══ PASSAGE TO READ

Lessons Learned from Decades of GeoEd Reform

Kim Kastens
published Apr 19, 2016

I was invited to speak on a panel at the recent workshop on Transforming Post-Secondary Education in Mathematics. No, I haven't suddenly become an expert on math education. The panel was invited to share lessons learned from reform of undergraduate education in other STEM disciplines, and I was there to represent Geosciences.

I was allotted 10 minutes--and one ppt slide-- to convey the essence of what our community has learned in 20 years or more of plugging away at this challenge. With some help from friends, I put together a set of suggestions, which appears below in slightly edited form. I'd be interested to hear what others think have been our lessons learned.

════
══ PROVIDED INFORMATION

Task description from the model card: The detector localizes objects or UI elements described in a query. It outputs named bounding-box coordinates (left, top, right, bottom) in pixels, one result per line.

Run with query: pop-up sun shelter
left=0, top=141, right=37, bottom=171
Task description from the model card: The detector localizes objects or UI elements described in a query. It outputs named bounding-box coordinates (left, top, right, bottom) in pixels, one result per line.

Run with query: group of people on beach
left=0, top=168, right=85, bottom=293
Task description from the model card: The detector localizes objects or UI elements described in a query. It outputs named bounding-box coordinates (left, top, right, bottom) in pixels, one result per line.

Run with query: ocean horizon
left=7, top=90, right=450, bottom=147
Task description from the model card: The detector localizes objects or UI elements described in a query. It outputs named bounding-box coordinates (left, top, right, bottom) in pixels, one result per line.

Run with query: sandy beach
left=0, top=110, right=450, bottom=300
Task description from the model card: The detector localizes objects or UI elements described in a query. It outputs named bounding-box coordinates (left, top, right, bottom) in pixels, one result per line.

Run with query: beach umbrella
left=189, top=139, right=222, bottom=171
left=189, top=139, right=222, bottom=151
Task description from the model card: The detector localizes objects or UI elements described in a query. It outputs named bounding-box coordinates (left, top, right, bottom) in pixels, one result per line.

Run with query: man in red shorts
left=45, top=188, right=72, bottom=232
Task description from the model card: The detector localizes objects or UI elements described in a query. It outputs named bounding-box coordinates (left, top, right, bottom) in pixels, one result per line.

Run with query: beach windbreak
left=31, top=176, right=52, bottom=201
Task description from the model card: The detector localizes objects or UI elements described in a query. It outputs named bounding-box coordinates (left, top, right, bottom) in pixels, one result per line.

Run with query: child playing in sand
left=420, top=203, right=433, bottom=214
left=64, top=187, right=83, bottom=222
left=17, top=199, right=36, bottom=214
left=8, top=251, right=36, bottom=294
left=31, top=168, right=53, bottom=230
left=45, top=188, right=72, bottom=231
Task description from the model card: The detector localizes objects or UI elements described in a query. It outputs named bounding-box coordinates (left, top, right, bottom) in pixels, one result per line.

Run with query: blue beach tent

════

#### [WRITTEN EXERCISE]
Return the full post on lessons from geoscience education reform word for word, with nothing changed. None of the data is needed.

#### [RESPONSE TO THE TASK]
Lessons Learned from Decades of GeoEd Reform

Kim Kastens
published Apr 19, 2016

I was invited to speak on a panel at the recent workshop on Transforming Post-Secondary Education in Mathematics. No, I haven't suddenly become an expert on math education. The panel was invited to share lessons learned from reform of undergraduate education in other STEM disciplines, and I was there to represent Geosciences.

I was allotted 10 minutes--and one ppt slide-- to convey the essence of what our community has learned in 20 years or more of plugging away at this challenge. With some help from friends, I put together a set of suggestions, which appears below in slightly edited form. I'd be interested to hear what others think have been our lessons learned.